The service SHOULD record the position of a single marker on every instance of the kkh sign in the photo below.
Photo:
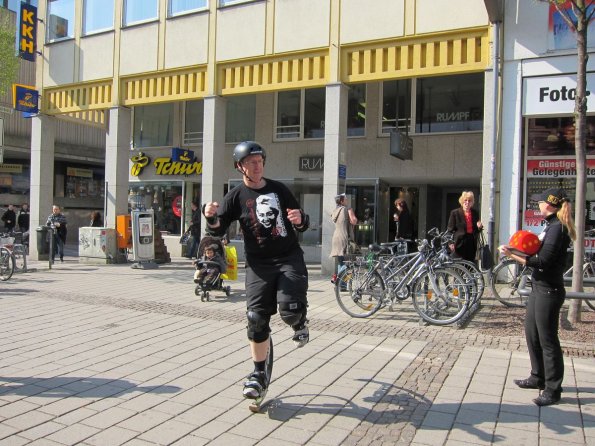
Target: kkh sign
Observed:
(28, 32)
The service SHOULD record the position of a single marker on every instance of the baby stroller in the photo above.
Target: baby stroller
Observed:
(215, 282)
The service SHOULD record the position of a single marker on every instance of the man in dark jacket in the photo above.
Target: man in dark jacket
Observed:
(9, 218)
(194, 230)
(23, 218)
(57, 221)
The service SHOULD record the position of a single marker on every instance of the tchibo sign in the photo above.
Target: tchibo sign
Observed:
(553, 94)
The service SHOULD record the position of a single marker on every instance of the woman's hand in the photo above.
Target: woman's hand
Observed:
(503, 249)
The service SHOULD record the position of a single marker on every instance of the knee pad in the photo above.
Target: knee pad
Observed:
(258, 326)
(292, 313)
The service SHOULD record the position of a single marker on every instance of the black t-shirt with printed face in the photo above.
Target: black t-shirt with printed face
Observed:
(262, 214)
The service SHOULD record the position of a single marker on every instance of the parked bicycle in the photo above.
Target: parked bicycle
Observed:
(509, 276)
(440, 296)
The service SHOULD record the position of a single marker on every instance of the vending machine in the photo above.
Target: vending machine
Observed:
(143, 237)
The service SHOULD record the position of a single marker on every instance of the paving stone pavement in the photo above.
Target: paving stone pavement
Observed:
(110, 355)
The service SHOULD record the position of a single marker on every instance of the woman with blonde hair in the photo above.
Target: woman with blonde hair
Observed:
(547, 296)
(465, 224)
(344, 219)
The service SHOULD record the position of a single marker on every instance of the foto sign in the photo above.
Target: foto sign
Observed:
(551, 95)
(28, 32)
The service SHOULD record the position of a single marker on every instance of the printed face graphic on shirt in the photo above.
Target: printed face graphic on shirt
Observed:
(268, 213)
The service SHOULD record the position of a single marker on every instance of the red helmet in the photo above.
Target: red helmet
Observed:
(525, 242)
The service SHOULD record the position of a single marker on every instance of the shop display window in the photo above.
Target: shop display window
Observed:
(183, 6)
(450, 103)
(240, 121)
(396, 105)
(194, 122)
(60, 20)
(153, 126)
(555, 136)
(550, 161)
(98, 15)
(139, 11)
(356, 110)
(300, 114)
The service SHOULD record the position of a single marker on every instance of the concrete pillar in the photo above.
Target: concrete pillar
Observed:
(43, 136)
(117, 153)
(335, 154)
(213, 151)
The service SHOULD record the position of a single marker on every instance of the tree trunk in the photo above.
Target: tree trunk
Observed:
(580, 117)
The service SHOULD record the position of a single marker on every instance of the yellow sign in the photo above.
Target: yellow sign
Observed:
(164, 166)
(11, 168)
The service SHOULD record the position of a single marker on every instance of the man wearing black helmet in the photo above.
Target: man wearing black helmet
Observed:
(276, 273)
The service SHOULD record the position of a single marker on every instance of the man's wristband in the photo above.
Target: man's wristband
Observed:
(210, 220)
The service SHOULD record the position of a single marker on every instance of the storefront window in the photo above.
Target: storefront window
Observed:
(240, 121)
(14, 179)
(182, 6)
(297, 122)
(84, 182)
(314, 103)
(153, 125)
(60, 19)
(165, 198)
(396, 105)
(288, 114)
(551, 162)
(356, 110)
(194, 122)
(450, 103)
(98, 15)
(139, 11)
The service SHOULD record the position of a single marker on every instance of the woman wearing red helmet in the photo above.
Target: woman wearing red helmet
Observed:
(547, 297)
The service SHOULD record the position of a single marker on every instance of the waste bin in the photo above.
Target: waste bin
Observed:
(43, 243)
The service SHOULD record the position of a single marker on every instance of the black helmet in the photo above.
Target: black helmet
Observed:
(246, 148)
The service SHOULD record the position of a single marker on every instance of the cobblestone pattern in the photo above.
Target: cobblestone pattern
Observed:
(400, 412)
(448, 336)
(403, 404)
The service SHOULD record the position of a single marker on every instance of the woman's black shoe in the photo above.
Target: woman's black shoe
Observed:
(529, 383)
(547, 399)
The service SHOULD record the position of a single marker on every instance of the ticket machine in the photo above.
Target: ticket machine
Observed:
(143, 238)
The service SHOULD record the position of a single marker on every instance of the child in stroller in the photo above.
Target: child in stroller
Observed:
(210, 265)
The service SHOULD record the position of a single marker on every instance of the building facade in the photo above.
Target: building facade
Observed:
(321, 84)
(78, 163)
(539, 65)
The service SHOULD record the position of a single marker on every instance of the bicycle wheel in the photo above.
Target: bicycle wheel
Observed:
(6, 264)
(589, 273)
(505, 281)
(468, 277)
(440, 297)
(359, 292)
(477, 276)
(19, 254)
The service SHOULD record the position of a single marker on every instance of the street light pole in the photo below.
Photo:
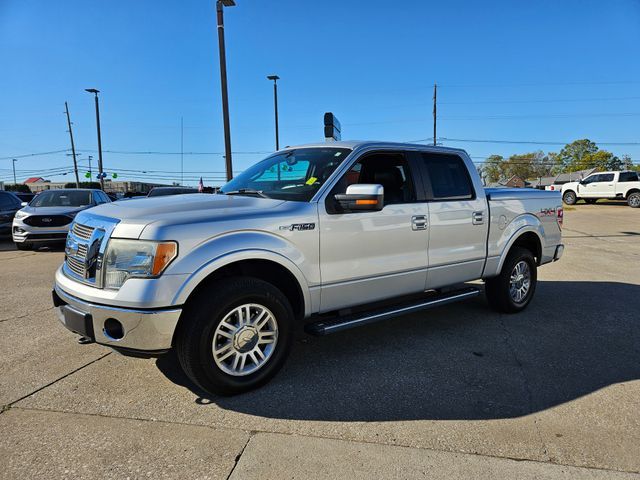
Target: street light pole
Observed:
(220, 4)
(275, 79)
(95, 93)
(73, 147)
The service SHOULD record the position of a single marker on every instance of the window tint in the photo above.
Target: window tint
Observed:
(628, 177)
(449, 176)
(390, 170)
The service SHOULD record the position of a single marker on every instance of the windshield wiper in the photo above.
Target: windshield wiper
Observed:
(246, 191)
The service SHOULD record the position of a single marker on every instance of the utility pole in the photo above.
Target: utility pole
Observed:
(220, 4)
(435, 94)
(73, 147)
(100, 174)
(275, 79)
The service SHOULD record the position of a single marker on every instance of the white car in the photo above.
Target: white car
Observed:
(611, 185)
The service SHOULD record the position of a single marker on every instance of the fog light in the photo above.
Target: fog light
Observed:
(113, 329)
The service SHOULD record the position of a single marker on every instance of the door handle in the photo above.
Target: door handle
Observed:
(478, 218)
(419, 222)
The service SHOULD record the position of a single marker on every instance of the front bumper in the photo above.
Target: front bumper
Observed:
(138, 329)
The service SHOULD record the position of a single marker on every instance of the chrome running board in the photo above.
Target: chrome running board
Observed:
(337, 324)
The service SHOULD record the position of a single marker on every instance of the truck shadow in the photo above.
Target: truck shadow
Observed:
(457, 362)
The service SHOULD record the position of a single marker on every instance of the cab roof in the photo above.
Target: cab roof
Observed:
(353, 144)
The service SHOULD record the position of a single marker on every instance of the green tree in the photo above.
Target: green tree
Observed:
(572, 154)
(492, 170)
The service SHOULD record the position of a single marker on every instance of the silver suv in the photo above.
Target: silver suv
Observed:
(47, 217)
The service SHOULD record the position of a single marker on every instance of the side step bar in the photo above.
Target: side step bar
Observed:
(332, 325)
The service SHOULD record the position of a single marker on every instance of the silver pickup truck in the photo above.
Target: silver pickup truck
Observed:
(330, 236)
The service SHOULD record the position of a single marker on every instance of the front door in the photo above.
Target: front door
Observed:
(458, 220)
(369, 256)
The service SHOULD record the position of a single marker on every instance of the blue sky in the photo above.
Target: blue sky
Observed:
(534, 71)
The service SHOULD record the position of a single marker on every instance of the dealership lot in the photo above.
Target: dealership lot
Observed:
================
WHAT IS REQUIRED: From the opening line of the entries above to the line containing "jacket in the photo above.", please transcribe each line exactly, skipping every picture.

SOLUTION FOR THIS EXERCISE:
The service SHOULD record the position of a single marker on every instance of the kkh sign in the photo below.
Photo:
Target: kkh sign
Observed:
(28, 32)
The service SHOULD record the position of a single marker on every instance of the baby stroller in the photo above.
Target: baby stroller
Observed:
(215, 282)
The service SHOULD record the position of a single marker on every instance of the man in dark jacket in the photo above.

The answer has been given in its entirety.